§ **REQUIREMENT**: Your answer must be an exact transcription of the lines from the line with "The locator SHOULD return, for each instance of the man" through the final line of the data.

Records from a data collection:
*****
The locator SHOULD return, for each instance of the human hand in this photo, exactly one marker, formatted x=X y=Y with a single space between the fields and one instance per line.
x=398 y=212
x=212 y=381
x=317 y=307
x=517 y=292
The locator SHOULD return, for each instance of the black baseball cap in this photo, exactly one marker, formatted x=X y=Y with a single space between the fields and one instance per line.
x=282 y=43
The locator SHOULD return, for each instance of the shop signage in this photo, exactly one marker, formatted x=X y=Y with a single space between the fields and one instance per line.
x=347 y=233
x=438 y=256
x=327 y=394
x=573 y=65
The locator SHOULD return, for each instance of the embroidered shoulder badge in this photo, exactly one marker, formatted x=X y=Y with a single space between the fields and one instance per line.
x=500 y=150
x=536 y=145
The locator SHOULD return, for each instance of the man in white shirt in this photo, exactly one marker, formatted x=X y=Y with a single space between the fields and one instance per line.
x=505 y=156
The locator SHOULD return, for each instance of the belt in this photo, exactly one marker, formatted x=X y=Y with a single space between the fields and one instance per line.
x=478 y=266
*****
§ **RESPONSE**:
The locator SHOULD return, for each instance of the man in white shirt in this photo, exactly one marker, formatted x=X y=Y with a single space between the fields and one instance per line.
x=505 y=156
The locator SHOULD return, for each instance of the belt in this photo, exactly one marker, formatted x=X y=Y with a single space between the fields and one instance per line.
x=478 y=266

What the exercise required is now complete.